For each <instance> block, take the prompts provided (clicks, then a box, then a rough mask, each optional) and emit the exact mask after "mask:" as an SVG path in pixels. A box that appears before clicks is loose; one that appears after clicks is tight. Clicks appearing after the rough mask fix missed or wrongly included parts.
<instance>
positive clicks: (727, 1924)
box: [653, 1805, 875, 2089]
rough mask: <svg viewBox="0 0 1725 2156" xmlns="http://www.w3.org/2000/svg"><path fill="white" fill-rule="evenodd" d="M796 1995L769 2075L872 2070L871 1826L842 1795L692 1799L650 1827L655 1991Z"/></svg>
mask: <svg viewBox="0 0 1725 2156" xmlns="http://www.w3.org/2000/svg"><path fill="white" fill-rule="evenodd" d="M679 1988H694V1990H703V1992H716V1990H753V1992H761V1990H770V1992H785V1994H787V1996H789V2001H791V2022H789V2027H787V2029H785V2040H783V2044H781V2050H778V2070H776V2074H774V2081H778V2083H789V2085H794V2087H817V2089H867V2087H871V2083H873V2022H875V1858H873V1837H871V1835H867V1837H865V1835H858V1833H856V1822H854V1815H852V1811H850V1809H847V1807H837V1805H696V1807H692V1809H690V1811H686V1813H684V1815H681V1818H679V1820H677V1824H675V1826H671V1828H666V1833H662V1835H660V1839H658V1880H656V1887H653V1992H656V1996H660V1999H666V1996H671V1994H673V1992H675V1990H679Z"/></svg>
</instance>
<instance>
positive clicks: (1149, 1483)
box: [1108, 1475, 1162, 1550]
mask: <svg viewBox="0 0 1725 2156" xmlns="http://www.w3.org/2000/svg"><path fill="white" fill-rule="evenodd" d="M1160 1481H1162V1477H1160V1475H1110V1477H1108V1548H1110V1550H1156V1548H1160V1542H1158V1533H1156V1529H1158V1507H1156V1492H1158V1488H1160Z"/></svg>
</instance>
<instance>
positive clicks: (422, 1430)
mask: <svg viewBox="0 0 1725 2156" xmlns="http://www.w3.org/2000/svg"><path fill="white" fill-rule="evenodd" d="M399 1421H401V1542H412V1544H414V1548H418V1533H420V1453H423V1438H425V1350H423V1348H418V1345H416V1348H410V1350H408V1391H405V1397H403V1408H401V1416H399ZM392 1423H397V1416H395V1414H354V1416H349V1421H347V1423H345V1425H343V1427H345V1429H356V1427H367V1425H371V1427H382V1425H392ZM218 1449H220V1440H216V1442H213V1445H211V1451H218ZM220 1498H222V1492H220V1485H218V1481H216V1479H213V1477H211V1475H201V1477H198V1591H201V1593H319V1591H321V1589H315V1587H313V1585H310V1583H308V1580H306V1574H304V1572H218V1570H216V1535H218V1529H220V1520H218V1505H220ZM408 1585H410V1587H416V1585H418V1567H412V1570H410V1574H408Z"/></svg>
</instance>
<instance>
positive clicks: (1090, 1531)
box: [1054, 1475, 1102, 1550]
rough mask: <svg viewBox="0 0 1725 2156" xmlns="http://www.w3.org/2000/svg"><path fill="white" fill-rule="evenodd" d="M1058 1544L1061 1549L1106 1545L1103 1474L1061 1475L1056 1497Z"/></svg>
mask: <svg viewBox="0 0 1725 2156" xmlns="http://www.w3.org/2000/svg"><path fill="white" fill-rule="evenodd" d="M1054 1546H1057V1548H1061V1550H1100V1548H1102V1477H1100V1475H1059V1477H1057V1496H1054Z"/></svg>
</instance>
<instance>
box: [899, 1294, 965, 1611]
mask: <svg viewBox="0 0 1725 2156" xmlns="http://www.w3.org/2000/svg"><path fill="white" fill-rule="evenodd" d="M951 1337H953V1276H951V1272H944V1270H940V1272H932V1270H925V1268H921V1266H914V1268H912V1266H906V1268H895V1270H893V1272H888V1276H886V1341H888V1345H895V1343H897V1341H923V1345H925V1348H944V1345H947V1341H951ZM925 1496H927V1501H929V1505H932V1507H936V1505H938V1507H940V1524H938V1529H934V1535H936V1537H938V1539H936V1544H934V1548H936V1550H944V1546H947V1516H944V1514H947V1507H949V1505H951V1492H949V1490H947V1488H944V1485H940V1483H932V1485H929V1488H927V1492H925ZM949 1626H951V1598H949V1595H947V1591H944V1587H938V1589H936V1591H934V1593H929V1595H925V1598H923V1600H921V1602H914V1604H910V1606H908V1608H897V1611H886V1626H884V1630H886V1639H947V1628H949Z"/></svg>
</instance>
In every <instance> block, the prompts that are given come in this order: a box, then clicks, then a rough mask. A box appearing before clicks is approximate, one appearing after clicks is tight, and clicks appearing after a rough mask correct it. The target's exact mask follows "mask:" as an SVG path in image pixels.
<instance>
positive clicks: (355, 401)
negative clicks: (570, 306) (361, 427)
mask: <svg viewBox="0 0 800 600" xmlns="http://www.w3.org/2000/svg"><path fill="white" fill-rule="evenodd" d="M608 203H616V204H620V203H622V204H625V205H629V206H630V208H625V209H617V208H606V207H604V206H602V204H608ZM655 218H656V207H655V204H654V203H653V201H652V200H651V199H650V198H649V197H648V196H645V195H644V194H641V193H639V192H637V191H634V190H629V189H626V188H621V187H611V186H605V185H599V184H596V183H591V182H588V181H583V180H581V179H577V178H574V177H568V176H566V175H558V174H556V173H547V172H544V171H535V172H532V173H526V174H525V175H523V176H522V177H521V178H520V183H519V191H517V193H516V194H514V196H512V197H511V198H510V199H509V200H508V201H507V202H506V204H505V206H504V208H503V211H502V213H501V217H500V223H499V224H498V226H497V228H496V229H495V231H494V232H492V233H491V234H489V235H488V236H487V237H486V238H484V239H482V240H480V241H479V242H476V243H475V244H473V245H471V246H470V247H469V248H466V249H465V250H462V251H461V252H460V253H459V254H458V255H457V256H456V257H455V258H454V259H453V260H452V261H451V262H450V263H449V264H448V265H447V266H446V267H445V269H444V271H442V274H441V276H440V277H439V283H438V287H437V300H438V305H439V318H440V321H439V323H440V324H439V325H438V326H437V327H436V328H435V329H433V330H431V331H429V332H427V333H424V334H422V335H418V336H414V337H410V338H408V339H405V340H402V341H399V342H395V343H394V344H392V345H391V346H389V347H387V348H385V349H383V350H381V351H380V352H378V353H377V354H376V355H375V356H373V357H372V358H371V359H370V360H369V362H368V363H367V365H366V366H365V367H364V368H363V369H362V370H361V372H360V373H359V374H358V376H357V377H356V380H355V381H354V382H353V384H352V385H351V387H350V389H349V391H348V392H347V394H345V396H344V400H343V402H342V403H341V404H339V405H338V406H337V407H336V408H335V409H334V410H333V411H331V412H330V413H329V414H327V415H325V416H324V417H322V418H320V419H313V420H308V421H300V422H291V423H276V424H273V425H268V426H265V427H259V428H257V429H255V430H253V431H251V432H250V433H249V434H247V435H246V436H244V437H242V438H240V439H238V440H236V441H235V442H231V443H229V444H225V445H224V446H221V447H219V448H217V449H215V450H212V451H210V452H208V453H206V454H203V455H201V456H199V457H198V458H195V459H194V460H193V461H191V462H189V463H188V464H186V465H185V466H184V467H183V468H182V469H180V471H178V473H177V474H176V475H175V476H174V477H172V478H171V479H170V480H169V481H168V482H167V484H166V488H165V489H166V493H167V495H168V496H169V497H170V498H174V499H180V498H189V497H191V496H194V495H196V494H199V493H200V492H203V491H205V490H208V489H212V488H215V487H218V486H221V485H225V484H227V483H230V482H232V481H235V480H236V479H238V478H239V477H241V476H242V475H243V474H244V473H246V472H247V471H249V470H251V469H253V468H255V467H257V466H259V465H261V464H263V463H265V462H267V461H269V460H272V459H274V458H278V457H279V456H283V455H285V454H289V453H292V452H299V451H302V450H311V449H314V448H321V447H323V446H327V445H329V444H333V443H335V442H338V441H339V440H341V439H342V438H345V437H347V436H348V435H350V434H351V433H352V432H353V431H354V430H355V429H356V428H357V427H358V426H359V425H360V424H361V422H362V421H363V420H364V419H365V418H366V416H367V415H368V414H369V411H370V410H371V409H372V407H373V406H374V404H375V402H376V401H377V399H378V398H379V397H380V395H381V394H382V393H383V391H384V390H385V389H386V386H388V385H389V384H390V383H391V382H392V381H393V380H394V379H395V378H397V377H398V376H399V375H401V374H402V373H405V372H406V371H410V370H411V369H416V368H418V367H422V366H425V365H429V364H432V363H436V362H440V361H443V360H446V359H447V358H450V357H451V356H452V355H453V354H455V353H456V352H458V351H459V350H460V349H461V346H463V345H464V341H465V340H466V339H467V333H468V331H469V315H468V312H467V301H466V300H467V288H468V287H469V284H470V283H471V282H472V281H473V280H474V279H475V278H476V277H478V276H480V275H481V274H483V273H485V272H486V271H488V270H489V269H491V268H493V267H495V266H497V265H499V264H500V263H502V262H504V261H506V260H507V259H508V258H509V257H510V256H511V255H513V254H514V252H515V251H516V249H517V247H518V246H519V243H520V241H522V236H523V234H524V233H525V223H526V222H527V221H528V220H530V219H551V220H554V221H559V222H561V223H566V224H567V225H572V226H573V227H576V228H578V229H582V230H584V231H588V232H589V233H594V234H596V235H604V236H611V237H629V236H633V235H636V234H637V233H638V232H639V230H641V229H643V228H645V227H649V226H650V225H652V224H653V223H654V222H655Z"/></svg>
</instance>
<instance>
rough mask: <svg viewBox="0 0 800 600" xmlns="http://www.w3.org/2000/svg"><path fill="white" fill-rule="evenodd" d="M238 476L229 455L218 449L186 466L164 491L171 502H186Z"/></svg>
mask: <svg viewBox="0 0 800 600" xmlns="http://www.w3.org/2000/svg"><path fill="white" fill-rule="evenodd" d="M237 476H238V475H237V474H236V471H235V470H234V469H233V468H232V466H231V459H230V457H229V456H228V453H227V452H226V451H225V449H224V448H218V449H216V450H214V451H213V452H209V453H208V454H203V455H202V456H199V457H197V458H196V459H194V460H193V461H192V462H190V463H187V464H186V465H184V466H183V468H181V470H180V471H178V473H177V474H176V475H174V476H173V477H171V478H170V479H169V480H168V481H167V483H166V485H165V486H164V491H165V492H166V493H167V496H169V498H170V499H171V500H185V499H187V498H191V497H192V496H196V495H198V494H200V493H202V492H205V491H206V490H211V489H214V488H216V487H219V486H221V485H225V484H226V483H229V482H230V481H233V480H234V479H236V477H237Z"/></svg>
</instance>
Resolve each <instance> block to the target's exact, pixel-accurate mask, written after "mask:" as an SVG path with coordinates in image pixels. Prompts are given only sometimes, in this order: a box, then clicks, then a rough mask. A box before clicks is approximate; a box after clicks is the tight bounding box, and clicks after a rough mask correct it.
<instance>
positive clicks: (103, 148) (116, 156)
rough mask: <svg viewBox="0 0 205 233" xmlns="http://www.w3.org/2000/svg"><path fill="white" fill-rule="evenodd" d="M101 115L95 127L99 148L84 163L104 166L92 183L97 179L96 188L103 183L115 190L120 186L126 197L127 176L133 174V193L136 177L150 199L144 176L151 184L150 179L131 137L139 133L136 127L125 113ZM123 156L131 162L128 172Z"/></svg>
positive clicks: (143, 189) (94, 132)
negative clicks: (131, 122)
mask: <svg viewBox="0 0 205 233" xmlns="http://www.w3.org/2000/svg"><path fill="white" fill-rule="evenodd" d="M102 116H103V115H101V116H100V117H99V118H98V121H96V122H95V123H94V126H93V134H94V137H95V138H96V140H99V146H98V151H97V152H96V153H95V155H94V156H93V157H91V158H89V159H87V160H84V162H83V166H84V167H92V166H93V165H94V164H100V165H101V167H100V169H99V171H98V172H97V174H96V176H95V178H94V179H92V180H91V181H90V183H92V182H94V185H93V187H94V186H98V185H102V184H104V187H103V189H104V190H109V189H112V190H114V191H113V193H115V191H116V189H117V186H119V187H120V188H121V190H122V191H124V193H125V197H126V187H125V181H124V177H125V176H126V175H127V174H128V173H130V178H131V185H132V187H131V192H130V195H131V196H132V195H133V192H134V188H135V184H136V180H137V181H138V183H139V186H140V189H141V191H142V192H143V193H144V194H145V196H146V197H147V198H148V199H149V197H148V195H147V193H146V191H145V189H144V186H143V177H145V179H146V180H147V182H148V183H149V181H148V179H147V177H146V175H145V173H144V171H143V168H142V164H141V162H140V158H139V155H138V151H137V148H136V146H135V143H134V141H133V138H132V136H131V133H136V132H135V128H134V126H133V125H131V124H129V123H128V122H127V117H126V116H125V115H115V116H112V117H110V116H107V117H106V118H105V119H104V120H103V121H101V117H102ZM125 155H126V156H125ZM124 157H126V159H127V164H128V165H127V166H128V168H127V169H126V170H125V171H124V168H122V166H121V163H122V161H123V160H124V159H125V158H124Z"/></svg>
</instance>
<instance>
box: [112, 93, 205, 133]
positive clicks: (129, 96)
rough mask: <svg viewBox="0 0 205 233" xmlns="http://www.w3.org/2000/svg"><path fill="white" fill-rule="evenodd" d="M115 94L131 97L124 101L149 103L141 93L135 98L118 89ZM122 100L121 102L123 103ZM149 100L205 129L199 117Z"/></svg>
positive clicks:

→ **Instructions to follow**
Keep only the lines of the listing that contain the word "pixels", and copy them.

→ **Your response**
For each <instance> block, take the prompts provided (clicks, then a box, then a rough mask, each optional) and emit the exact mask after "mask:" as an SVG path in pixels. A box that appears before clicks is loose; one that appears after clicks is tight. Clicks appearing after the rough mask fix missed or wrongly included parts.
In every <instance> block, the prompts that are given come in this order: a box, then clicks, then a rough mask. A box appearing before clicks is approximate, one appearing after clicks is tight, and clicks appearing after a rough mask correct it. The target's exact mask follows "mask:" as an SVG path in image pixels.
Resolve each <instance> block to the target's exact, pixel-accurate mask, written after "mask:" as an SVG path with coordinates in image pixels. Prompts are given only sometimes, in this order: a box, then clicks, then a rough mask. A box before clicks is approximate; a box after clicks is the tight bounding box, and clicks after a rough mask correct it.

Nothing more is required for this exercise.